__Set problem A__: In the BERTopic passage, which topic cluster id was predicted for the new document about semantic optimization?
__Set problem B__: Proceed with the BERTopic passage, writing on from its final line.

__Passage shown__:
Examine a Single Topic

Examining a single topic is the process of analyzing only one topic with its id number. Below, you will see an example.

topic_model.get_topic(1)

We have chosen a single topic with its numeric id value. Below, you can see the result for a single topic examniation.

For the topic cluster with the id 1, we see that the “update”, “sandbox”, “panda”, “possum”, “updatewhat”, “updatepanda”, “updatedetect” are the most used thematic words. This topical cluster focuses on the Google updates. Below, you will see another singular topic analysis.

topic_model.get_topic(2)

OUTPUT>>>

[('http', 0.07468093107632578),
 ('header', 0.06675674912635676),
 ('optimization', 0.051362344265260984),
 ('domain', 0.04931714165030903),
 ('html', 0.03698785623773177),
 ('search', 0.035001415128109725),
 ('server', 0.028772203944204638),
 ('jpg', 0.028772203944204638),
 ('index', 0.028772203944204638),
 ('nofollow', 0.028772203944204638)]

We have called the “topic cluster 2” to examine. Below, you will see the image result of “the topic cluster 2’s analysis”.

Topic Cluster with the id 2 includes content related to the “domain”, “html”, “server”, “http”, “header”. In other words, this topic cluster is related to more technical issues rather than Google Updates.

How to Visualize Topical Clusters within Topic Models?

Visualization of a topic model is the process of visualizing the topical clusters, their distance to each other with their names and positions. Below, you will see the topic model’s visualization for the content of the website that is used.

There are four different areas within the topical map in terms of coordinates. And, BERTopic puts every topical cluster into a certain position according to their similarities and differences. Thus, an NLP Developer or SEO can check the relational distance between different topic clusters within the same topic model.

Predicting Topical Cluster of a New Document

Predicting the topical cluster of a new document is the process of analyzing a new text document to cluster it within the existing topic model. In this context, the new document is examined by the same topic modeling example, and it fits into a topic cluster. Below, you will see an example.

new_doc = "By semantically optimizing your content, you add more meaning to the words you use. You optimize for the true intent of your users, not just answering a simple query. This means answering the first question, then answering the second, third, fourth, and fifth questions right after that."

topic_model.transform([new_doc])

OUTPUT>>>

(array([1]), None)

The explanation of the topicality prediction code block is below.

  • Create a new variable.
  • Assign the new document to the created variable.
  • Use created “topic model” with the “transform()” method for the new document.
  • The array number of the output will tell the topic cluster prediction.

Below, you will see the most used words for the “topic cluster with the id 1”.

We see that the topic cluster with the id 1 has the “semantic” and “seo” words within it as a result of the class-based TF-IDF. And, the new document has a theme for Semantic SEO. In other words, we can say that the topic prediction for documents works correctly.

Accessing the Topic Frequency

Topic Frequency measuring is the process of analyzing a topic cluster’s frequency within the topical map and topic model. Below, you can see an example of topic frequency analysis with BERTopic.

topic_model.get_topic_freq()

__Dataset extract__:
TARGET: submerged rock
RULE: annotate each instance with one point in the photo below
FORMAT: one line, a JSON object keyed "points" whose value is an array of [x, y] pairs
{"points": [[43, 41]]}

__Written reply A__: It was predicted to belong to the topic cluster with the id 1.

__Written reply B__:
OUTPUT>>>

	Topic	Count
0	1	53
1	2	51
2	3	36
3	0	28
4	-1	6

Below, you can see the image output of the topic frequency analysis with Python.

Every topic has a different frequency wihin the topical map. Finding the most frequent topics help for understanding the general character of the topic map. In this example, the topical cluster with the id 1 is the more frequent topic cluster.

Find the Topic for a Term within the Topic Model

Finding a topic cluster for a term is the process of matching a term to a topic cluster according to the its meaning and context. Topic matching for a word can help for understanding a word’s relevance to the topic clusters, and also it can help to find most relevant topic cluster for a certain sub-topic. Below, you will find a topic cluster matching for a term.

pd.DataFrame(topic_model.find_topics("seo"))

OUTPUT>>>

0	1	2	3	4
0	1.000000	2.00000	3.000000	-1.000000	0.000000
1	0.882611	0.43323	0.329977	0.305959	0.227407

For the word “seo”, the most relevant topic cluster is the topic cluster with the id 0 with the score of 0.882611. The most relevant second topic cluster is the topic cluster with the id 1. In this example, “pd.DataFrame()” is used to put the output into a data frame for better examination.

With the help of “round(decimals=2)”, method you can round the scores with a more readable way as below.

How to Save a Topic Model with BERTopic?

Saving a topic model with BERTopic is the process of saving the prepared and trained topic model with the documents for time saving in the purpose of using it next time. To save a topic model with BERTopic, the “save()” method is used as below.

topic_model.save("holisticseo.digital")

When you save your model, you will see it in the folder as a file. You can see the saved topic model’s picture as below.

How to Load a Topic Model with BERTopic?

To load a topic with BERTopic, the “load()” method is used. Loading a topic model with BERTopic can be used only if there is a saved topic model before. Loading a topic model can save time for the future usage of the same topic model. Loading a topic model means the process of loading the trained topic model for the future topic modeling processes. In this context, a topic model loading example with BERTopic can be found below.

loaded_topic_model = BERTopic.load("holisticseo.digital")
loaded_topic_model.get_topic_info()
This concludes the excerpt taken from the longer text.